▶ [SELECTED PASSAGE]
★ ★ ★ ★

My daughter was always drawn to the water, but for years and years she wasn’t allowed to get her head wet.

When Amanda was 1 ½ years old she had a tracheostomy placed because of vocal cord damage from a surgery. This tube, located in her neck, gave her an airway to comfortably breathe, but it was also a direct path for water to reach her lungs if her neck was submerged.

Simply put, she needed to stay out of water. That was easier said than done. We have a family camp on Lake Ontario. She had many friends with pools. And, as luck would have it, she was one of those kids with a natural love for water.

Our summers became challenging as water time had to include all of us, all the time. We held her in our arms when she was small, swooshing her around so she could experience the feeling of floating and splashing. As she got older, we tried to give her a bit of freedom, letting her stand in water and kick. She could sit with her bottom submerged as long as the water level was low. We attempted to teach her skills like kicking, blowing bubbles and moving her arms to simulate swimming. Always we were watchful and at the ready to swoop down and snatch her up and out if need be.

Finally, when she was 12, thanks to an incredible surgeon in Cincinnati, the tracheostomy tube was removed and the hole where it sat was closed. Amanda was given medical clearance to swim.

But she had been programmed for as long as she could remember to “NOT GET YOUR NECK WET!”

This was going to be tricky. We needed an instructor who understood our unique situation. This person needed to make lessons more about comfort and confidence in the water than technique. We needed someone who had an experienced bag of motivational tricks to get a girl into coolish waters to practice skill-building activities—like boring wall-kicking and bubble-blowing. Mind you, we were now dealing with an almost-teenager.

★ ★ ★ ★

▶ [SOURCE MATERIAL]

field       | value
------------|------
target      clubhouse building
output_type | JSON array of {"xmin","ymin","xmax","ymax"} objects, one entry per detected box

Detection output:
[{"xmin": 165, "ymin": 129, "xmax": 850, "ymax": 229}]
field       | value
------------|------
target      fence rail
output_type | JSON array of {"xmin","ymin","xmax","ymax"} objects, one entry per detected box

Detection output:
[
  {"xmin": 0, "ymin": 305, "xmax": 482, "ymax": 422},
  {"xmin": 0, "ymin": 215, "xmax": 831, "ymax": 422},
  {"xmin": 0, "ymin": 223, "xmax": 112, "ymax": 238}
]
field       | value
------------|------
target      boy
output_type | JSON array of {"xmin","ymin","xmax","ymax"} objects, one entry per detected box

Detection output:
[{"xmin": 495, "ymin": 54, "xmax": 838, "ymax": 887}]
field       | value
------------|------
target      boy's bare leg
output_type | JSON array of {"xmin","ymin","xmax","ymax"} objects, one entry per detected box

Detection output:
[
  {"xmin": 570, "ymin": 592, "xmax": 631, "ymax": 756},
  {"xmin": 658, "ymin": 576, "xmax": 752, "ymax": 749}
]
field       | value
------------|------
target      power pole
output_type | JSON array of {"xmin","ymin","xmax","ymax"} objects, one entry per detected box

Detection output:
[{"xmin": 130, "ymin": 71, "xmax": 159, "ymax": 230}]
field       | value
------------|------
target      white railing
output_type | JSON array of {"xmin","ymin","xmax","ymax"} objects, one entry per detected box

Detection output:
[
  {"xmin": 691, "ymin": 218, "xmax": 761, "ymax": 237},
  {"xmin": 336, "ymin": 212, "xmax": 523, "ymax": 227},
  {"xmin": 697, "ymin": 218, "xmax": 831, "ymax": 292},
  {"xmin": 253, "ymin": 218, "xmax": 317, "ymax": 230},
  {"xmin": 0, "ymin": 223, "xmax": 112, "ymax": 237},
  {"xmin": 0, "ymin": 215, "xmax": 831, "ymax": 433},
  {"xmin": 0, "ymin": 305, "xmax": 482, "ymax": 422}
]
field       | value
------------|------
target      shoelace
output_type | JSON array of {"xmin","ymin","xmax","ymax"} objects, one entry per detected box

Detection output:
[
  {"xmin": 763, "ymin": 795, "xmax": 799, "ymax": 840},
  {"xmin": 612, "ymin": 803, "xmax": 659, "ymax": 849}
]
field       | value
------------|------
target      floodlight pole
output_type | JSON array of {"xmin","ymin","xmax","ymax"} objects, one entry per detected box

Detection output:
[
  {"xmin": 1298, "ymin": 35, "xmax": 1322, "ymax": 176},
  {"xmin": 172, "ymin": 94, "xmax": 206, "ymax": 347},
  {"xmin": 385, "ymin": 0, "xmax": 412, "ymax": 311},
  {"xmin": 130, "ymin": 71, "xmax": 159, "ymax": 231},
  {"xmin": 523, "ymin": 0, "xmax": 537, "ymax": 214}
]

★ ★ ★ ★

▶ [EXERCISE 1]
From the account about Amanda, answer these:
(a) How old was Amanda when her tracheostomy was placed?
(b) On what lake does the family have a camp?
(c) At what age was her tracheostomy tube removed?
▶ [EXERCISE 2]
In the account about Amanda, set down the words starting at "Our summers became" and ending at "clearance to swim.", with no changes.
Work only from the account about Amanda and nothing else.

▶ [EXPECTED OUTPUT 1]
(a) 1 ½ years old
(b) Lake Ontario
(c) 12

▶ [EXPECTED OUTPUT 2]
Our summers became challenging as water time had to include all of us, all the time. We held her in our arms when she was small, swooshing her around so she could experience the feeling of floating and splashing. As she got older, we tried to give her a bit of freedom, letting her stand in water and kick. She could sit with her bottom submerged as long as the water level was low. We attempted to teach her skills like kicking, blowing bubbles and moving her arms to simulate swimming. Always we were watchful and at the ready to swoop down and snatch her up and out if need be.

Finally, when she was 12, thanks to an incredible surgeon in Cincinnati, the tracheostomy tube was removed and the hole where it sat was closed. Amanda was given medical clearance to swim.